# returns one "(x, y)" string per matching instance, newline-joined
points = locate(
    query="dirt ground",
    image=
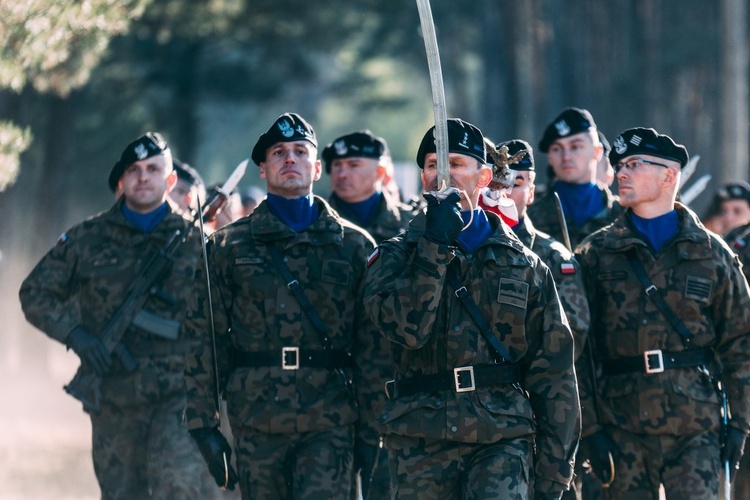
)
(45, 438)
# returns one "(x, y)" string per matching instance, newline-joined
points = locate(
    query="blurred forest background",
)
(80, 79)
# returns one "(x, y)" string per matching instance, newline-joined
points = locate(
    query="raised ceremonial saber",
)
(438, 93)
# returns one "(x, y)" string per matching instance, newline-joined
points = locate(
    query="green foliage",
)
(12, 141)
(54, 45)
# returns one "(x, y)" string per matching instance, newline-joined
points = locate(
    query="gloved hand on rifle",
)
(444, 222)
(597, 449)
(90, 349)
(734, 445)
(217, 453)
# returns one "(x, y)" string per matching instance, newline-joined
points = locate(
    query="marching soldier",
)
■ ■ ■ ■ ■
» BRIEF:
Print all of the items above verbatim, leaving out the picture.

» EXERCISE SOLUTION:
# returns one "(x, y)" string per matching instance, newline-joined
points = locate(
    query="dirt ground",
    image=
)
(45, 438)
# returns one "(x, y)" string per matching instance, newline-joined
points = locate(
    query="blurred forest background",
)
(80, 79)
# returns one "(x, y)" string per matching instance, newline-joined
points = locate(
    query="raised ceremonial saber",
)
(438, 93)
# returns one "(x, y)" string per matching instance, newline-joined
points = locate(
    query="green foliage",
)
(12, 141)
(54, 45)
# returns one "(x, y)" string per matching instance, newline-joined
points = locate(
    query="gloved hand on rifle",
)
(444, 222)
(597, 449)
(90, 349)
(734, 445)
(217, 453)
# returns one "(x, y)" string per matching instance, newline-joined
points = locate(
    query="marching soldier",
)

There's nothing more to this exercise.